### EXERCISE BRIEF
Don't copy the pictures; return every other part of the records exactly.

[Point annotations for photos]
-- begin --
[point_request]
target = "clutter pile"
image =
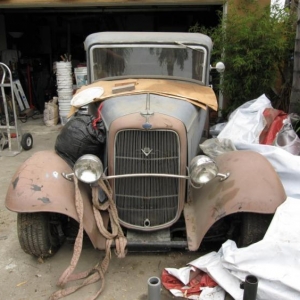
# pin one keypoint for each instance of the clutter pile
(258, 127)
(64, 88)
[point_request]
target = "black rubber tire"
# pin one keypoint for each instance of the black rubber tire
(37, 235)
(27, 141)
(253, 228)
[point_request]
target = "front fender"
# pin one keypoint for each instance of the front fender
(38, 186)
(253, 186)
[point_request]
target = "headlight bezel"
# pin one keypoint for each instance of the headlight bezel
(88, 168)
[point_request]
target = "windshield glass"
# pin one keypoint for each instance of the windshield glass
(148, 61)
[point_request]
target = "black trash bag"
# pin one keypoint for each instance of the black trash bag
(81, 135)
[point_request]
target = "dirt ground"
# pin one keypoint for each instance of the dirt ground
(26, 278)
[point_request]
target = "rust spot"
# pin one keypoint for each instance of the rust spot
(15, 182)
(45, 200)
(36, 188)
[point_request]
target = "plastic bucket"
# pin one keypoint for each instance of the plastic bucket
(80, 76)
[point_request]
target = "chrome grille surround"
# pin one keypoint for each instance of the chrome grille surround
(147, 202)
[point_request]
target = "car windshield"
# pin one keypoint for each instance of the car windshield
(142, 61)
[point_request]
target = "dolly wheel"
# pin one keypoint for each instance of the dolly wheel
(27, 141)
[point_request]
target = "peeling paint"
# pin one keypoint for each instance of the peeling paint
(15, 182)
(45, 200)
(36, 188)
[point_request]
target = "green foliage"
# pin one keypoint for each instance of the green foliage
(256, 47)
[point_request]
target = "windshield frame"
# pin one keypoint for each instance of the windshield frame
(190, 46)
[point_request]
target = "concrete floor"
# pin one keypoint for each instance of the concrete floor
(26, 278)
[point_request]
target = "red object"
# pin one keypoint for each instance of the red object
(201, 279)
(274, 119)
(99, 117)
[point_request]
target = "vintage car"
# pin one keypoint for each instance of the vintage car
(153, 94)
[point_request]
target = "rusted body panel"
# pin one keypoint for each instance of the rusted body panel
(253, 186)
(38, 186)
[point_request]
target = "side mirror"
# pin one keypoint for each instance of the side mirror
(220, 67)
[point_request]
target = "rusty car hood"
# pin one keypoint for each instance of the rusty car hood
(201, 96)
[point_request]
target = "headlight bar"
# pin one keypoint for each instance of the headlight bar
(89, 169)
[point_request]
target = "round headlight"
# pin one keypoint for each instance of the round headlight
(88, 168)
(202, 169)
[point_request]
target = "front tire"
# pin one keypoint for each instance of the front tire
(40, 234)
(253, 228)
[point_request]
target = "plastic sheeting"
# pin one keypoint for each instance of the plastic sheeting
(243, 130)
(275, 260)
(247, 122)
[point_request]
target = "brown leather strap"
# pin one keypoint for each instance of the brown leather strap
(98, 271)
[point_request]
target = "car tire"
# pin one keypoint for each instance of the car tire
(253, 228)
(27, 141)
(38, 234)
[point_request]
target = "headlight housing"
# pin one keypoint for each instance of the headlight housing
(202, 169)
(88, 168)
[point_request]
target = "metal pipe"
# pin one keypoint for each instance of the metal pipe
(250, 287)
(154, 286)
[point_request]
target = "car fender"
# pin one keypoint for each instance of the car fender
(253, 186)
(38, 186)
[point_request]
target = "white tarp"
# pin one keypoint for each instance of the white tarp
(243, 129)
(275, 261)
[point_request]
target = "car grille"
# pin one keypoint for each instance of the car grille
(147, 201)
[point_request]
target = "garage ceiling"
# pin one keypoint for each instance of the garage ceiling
(78, 3)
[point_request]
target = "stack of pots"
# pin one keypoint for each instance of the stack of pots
(64, 81)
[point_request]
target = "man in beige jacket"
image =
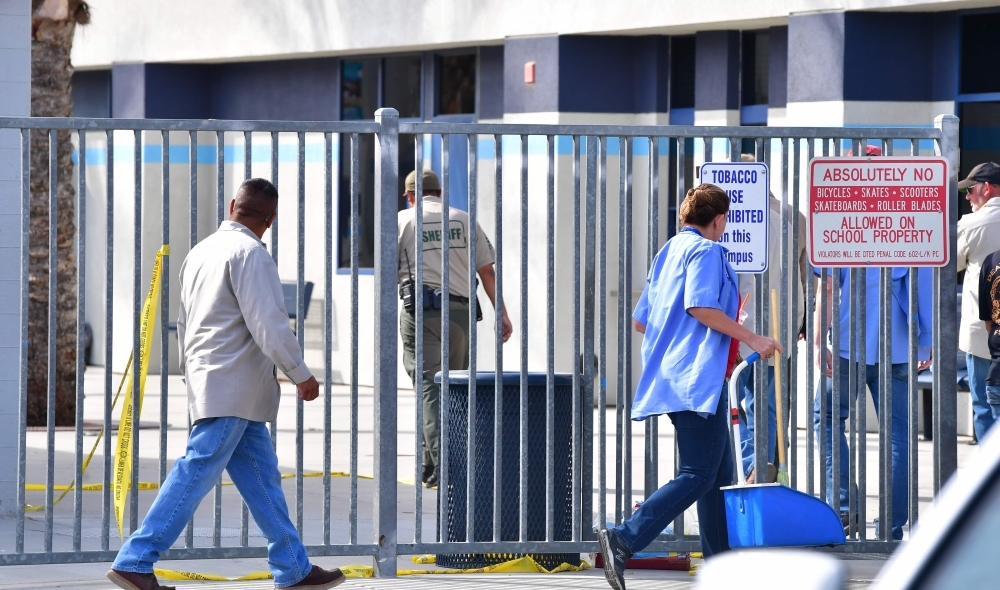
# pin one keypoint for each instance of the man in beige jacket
(978, 236)
(233, 335)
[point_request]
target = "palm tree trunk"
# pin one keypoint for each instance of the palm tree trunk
(53, 26)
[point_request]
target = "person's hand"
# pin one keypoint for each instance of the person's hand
(765, 346)
(824, 359)
(507, 328)
(308, 389)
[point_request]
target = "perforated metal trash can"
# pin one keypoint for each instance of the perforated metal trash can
(456, 433)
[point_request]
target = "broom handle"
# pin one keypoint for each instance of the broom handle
(777, 379)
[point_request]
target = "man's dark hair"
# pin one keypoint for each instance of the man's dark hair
(704, 203)
(256, 198)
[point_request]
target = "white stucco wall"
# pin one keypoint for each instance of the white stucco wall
(241, 30)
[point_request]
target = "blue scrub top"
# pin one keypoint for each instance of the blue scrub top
(899, 309)
(683, 361)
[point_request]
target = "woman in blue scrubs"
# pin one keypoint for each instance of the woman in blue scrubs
(687, 312)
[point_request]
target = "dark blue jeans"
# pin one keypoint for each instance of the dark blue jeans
(899, 437)
(706, 464)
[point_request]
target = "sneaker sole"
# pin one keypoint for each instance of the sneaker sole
(609, 562)
(336, 582)
(120, 581)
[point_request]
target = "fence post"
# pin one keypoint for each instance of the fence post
(386, 199)
(945, 337)
(15, 101)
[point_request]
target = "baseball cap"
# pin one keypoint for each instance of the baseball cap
(985, 172)
(430, 182)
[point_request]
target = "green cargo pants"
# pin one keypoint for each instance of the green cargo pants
(458, 358)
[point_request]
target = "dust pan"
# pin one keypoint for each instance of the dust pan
(770, 514)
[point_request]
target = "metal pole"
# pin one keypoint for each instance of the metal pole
(385, 427)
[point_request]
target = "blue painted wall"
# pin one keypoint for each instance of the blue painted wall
(717, 70)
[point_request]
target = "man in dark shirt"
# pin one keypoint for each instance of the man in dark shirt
(989, 312)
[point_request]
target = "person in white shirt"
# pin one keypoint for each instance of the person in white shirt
(233, 335)
(978, 236)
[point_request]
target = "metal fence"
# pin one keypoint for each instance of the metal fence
(604, 227)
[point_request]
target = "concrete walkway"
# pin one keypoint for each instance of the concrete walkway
(91, 575)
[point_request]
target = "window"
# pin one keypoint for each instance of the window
(456, 90)
(682, 73)
(358, 89)
(401, 84)
(755, 62)
(979, 54)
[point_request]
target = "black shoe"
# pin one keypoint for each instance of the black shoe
(615, 556)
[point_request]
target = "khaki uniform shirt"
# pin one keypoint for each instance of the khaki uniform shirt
(978, 237)
(232, 328)
(458, 254)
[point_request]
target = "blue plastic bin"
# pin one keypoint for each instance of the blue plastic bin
(772, 515)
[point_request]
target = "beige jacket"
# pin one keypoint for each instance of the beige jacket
(232, 328)
(978, 237)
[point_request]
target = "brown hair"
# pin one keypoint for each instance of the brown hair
(704, 203)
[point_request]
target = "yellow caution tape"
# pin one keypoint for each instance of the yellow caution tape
(424, 558)
(524, 565)
(123, 450)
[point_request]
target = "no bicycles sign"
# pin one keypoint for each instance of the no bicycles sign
(878, 211)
-- end --
### RIGHT ANSWER
[point_request]
target = "clutter pile"
image =
# pin one keypoint for each instance of the clutter pile
(258, 127)
(64, 88)
[point_request]
target = "black rubber tire"
# pin one keypoint for each instance of the black rubber tire
(37, 235)
(27, 141)
(253, 228)
[point_request]
target = "front fender"
# pin one keypoint for each instance of the front fender
(38, 186)
(253, 186)
[point_request]
target = "headlight bezel"
# pin one keypoint for each instance of the headlight bezel
(88, 168)
[point_request]
target = "windshield glass"
# pin one keypoint for each instance of the windshield glass
(148, 61)
[point_request]
target = "black trash bag"
# pin one keypoint for each instance of the black trash bag
(81, 135)
[point_request]
target = "dirt ground"
# pin one keypoint for each instance of the dirt ground
(26, 278)
[point_request]
target = "rust spot"
# pin one keypoint for each instance of the rust spot
(15, 182)
(45, 200)
(36, 188)
[point_request]
target = "plastic bucket"
# pin one keypoint for each instance of the plastic bucket
(80, 76)
[point_request]
target = "chrome grille surround"
# pin one keypoint for each instance of the chrome grille surround
(147, 202)
[point_request]
target = "car windshield"
# pin one keypoint for each instance of the car windshield
(142, 61)
[point_request]
target = "dolly wheel"
# pin one keypoint for each instance of the dolly wheel
(27, 141)
[point_request]
target = "peeling paint"
# pin one keypoint for each instance of the peeling paint
(15, 182)
(45, 200)
(36, 188)
[point_request]
target = "green foliage"
# pin one keypoint for each instance of the green foliage
(256, 47)
[point_request]
target = "windshield frame"
# pin one keypoint for each instance of the windshield frame
(190, 46)
[point_request]
target = "concrete floor"
# pin one keypoint for each instance of the concrete floor
(26, 278)
[point_request]
target = "red object"
# pin one keypoint for each instance of the red object
(201, 279)
(274, 119)
(99, 117)
[point_request]
target = "vintage car"
# pin one keypoint for each instance of the vintage car
(153, 94)
[point_request]
target = "rusted body panel"
# pin one keypoint for each instance of the rusted body panel
(253, 186)
(38, 186)
[point_request]
target = "side mirror"
# pin one keypoint for each instance of the side mirror
(220, 67)
[point_request]
target = "rusty car hood"
# pin one keypoint for each instance of the rusty car hood
(201, 96)
[point_request]
target = "headlight bar"
# pin one keypoint for each instance of the headlight bar
(89, 169)
[point_request]
target = "round headlight"
# pin one keypoint for each instance of the round headlight
(88, 168)
(202, 169)
[point_request]
target = "front tire"
# pin one keypoint for each instance of the front tire
(40, 234)
(253, 228)
[point_request]
target = "plastic sheeting"
# pin one keypoint for each instance of the plastic sheeting
(243, 130)
(275, 260)
(247, 122)
[point_request]
target = "brown leather strap"
# pin one keypoint for each instance of the brown leather strap
(98, 271)
[point_request]
target = "car tire"
# pin one keypoint for each instance of the car tire
(253, 228)
(27, 141)
(38, 234)
[point_request]
target = "headlight housing"
# pin one keypoint for each instance of the headlight housing
(202, 169)
(88, 168)
[point_request]
target = "metal pipe"
# pin one keypoint for each instance of the metal pipe
(250, 287)
(154, 286)
[point_request]
target = "car fender"
# pin one keypoint for each instance of the car fender
(253, 186)
(38, 186)
[point_request]
target = "white tarp"
# pin one keypoint for each instance of the white tarp
(243, 129)
(275, 261)
[point_request]
target = "car grille"
# pin one keypoint for each instance of the car grille
(147, 201)
[point_request]
target = "garage ceiling"
# pin one keypoint for each instance of the garage ceiling
(78, 3)
[point_request]
target = "stack of pots"
# pin one keypoint for each instance of the stack of pots
(64, 81)
[point_request]
target = "man in beige jacket"
image =
# pin one keypoint for each instance of the man in beige jacket
(978, 236)
(233, 335)
[point_request]
target = "palm tree trunk"
# pin one keypoint for each instance of the palm tree trunk
(53, 26)
[point_request]
target = "person's hand"
# pin one keypoint for each instance of the person's hand
(765, 346)
(824, 359)
(507, 328)
(308, 389)
[point_request]
target = "perforated metal trash can"
# pin one keypoint for each instance of the perforated metal trash can
(456, 433)
[point_request]
target = "broom handle"
# pin one keypoint for each instance of the broom handle
(777, 379)
[point_request]
target = "man's dark hair"
# pin one keypoint for each instance of the man's dark hair
(704, 203)
(256, 198)
[point_request]
target = "white stucco wall"
# pin one keypoint for each instance of the white stucco wall
(241, 30)
[point_request]
target = "blue scrub top"
# pin one keypoint for each instance of the blue scrub top
(899, 309)
(683, 361)
[point_request]
target = "woman in blue scrubs"
# pin one keypoint for each instance of the woman in blue scrubs
(687, 312)
[point_request]
target = "dark blue jeans"
# pin one keypoint for each instance of the dark blue jeans
(899, 437)
(706, 464)
[point_request]
target = "sneaker sole"
# pin one keypoint for each instance of the sneaker sole
(609, 562)
(336, 582)
(120, 581)
[point_request]
target = "fence post"
# pin one keypoint for each instance of the fence post
(386, 199)
(945, 337)
(15, 101)
[point_request]
target = "baseball cap"
# pin one keypoint for each instance of the baseball cap
(985, 172)
(430, 182)
[point_request]
target = "green cargo pants"
# pin one keypoint for each instance of the green cargo pants
(458, 358)
[point_request]
target = "dust pan"
# pin one keypoint for each instance of the dust pan
(770, 514)
[point_request]
target = "metal pole"
# pin one keypoint for each instance of the metal pole
(385, 427)
[point_request]
target = "blue painted wall"
# pin one keypoint for each instance of the blue painted wall
(717, 70)
[point_request]
target = "man in dark shirt"
# pin one keypoint for each instance of the man in dark shirt
(989, 312)
[point_request]
target = "person in white shirt"
# pin one keypoint for each instance of the person in white shirt
(233, 335)
(978, 236)
[point_request]
target = "metal fence"
# pin one keypoint for each instance of the metal fence
(604, 227)
[point_request]
target = "concrete walkway"
# pin one keypoint for each instance of the concrete walkway
(91, 575)
[point_request]
target = "window"
# pin one keypoint for each instance of the window
(456, 90)
(682, 73)
(358, 89)
(401, 84)
(755, 62)
(979, 54)
[point_request]
target = "black shoe"
# pin one keypoint for each instance of the black shoe
(615, 556)
[point_request]
target = "khaki uniform shirt"
# pin one keypoint for each instance of the khaki uniform shirt
(978, 237)
(232, 328)
(458, 254)
[point_request]
target = "blue plastic bin"
# pin one keypoint for each instance of the blue plastic bin
(772, 515)
[point_request]
target = "beige jacket"
# pin one keypoint for each instance of the beige jacket
(232, 328)
(978, 237)
[point_request]
target = "brown hair"
# pin one keypoint for each instance of the brown hair
(704, 203)
[point_request]
target = "yellow caution tape"
# pin one keypoint for each instance of the yellow caution tape
(424, 558)
(524, 565)
(123, 450)
[point_request]
target = "no bicycles sign"
# pin one keypoint for each instance of the no bicycles sign
(878, 211)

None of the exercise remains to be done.